▶ EXERCISE DETAILS
Display each line of the material below that contains the string "stainless".

▶ MATERIAL FOR THIS TASK
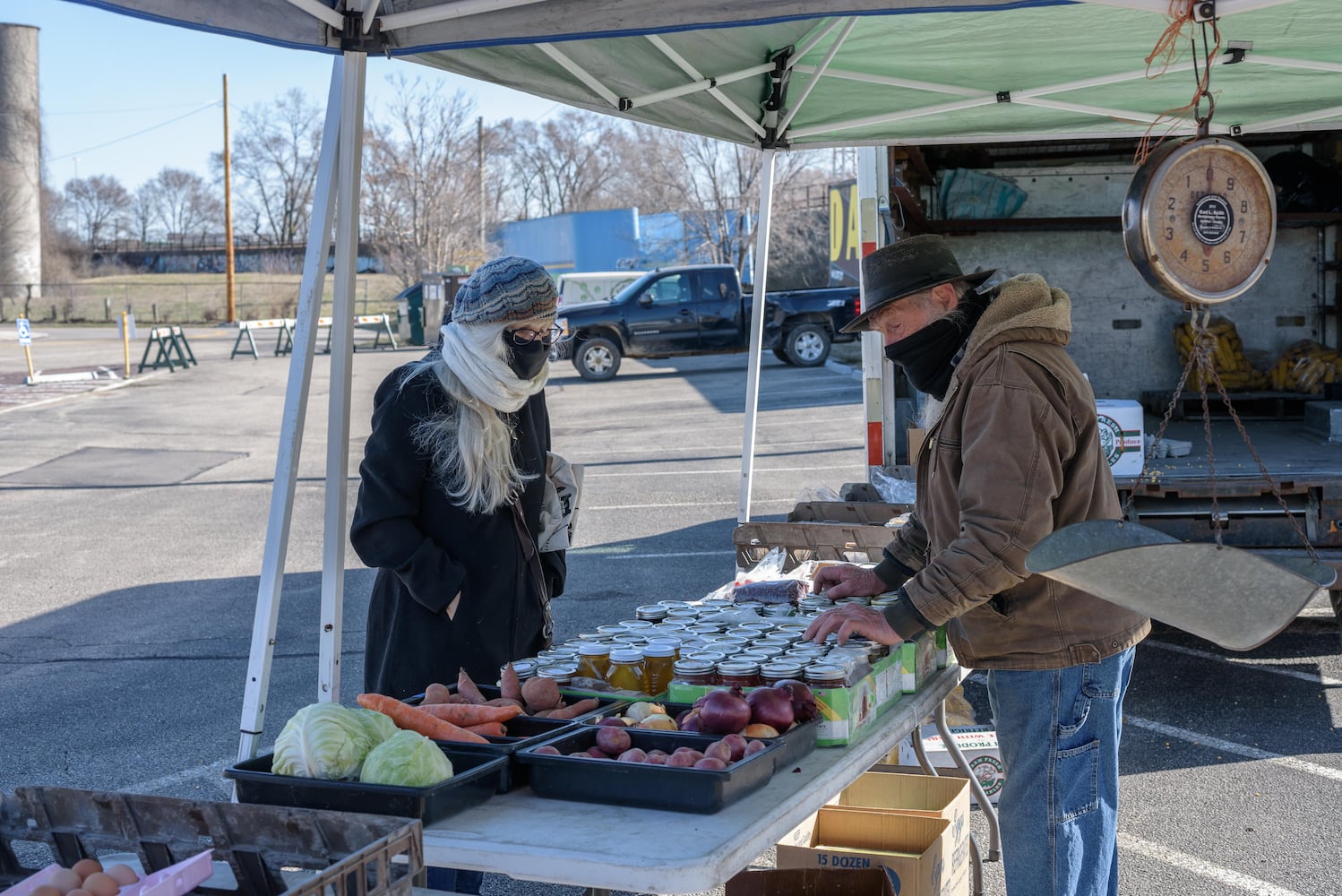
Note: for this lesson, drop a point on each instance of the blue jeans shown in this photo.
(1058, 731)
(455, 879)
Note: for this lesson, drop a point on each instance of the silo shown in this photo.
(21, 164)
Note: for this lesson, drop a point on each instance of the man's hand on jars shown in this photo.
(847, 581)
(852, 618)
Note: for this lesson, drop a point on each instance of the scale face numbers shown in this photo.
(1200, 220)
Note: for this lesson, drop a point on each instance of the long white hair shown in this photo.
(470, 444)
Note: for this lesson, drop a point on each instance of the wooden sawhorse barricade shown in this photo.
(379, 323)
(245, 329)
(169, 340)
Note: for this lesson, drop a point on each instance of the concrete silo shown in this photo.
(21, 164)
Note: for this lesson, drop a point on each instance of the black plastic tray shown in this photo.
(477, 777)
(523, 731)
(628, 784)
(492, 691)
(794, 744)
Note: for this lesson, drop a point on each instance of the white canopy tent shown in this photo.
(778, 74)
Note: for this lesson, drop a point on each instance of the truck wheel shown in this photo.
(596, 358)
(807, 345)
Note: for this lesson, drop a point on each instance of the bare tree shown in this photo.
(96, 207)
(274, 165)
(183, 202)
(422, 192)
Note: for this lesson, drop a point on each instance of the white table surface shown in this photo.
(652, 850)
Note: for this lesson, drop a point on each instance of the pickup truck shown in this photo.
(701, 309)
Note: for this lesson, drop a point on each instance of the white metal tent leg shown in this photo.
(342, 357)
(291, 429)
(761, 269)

...

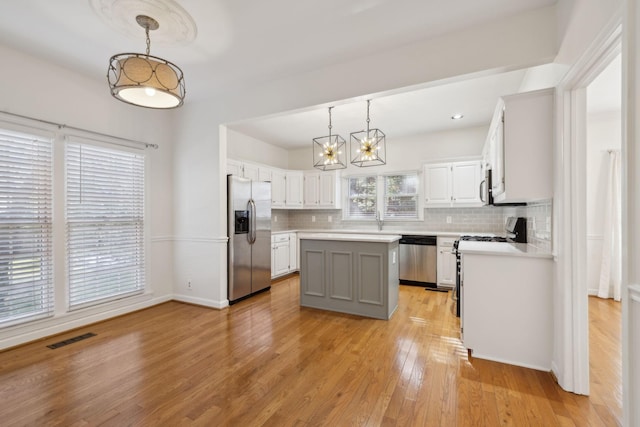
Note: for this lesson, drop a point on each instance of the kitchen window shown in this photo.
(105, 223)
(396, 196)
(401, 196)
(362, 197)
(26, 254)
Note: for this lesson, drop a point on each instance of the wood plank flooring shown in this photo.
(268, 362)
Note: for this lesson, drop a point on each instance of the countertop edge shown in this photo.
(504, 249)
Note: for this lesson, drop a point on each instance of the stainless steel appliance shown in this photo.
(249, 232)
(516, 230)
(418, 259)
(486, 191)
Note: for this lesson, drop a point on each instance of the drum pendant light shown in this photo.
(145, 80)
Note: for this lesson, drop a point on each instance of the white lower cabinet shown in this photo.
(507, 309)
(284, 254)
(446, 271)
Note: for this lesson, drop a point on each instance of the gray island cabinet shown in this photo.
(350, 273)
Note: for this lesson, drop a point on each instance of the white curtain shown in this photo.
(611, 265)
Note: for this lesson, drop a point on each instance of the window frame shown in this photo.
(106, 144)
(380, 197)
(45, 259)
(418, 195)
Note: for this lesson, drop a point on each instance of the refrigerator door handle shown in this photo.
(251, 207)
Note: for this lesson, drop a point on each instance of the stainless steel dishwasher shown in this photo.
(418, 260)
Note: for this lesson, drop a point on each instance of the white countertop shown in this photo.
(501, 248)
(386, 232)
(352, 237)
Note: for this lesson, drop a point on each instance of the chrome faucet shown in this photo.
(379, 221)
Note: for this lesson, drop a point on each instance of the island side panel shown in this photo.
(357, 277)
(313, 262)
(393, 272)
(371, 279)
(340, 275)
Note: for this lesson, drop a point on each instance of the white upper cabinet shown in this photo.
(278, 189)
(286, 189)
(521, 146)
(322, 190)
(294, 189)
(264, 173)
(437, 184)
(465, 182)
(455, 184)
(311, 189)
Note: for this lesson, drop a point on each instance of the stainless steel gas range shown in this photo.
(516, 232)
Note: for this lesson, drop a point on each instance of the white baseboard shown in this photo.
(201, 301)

▶ THE RESPONSE
Note: for this lesson, drop a point on each instance of the stainless steel appliance shown in this photo.
Note: for this lesson, drop a point on each instance of the stainless steel dishwasher shown in this photo.
Note: for this lesson, drop a point on each instance of the stainless steel gas range shown in this photo.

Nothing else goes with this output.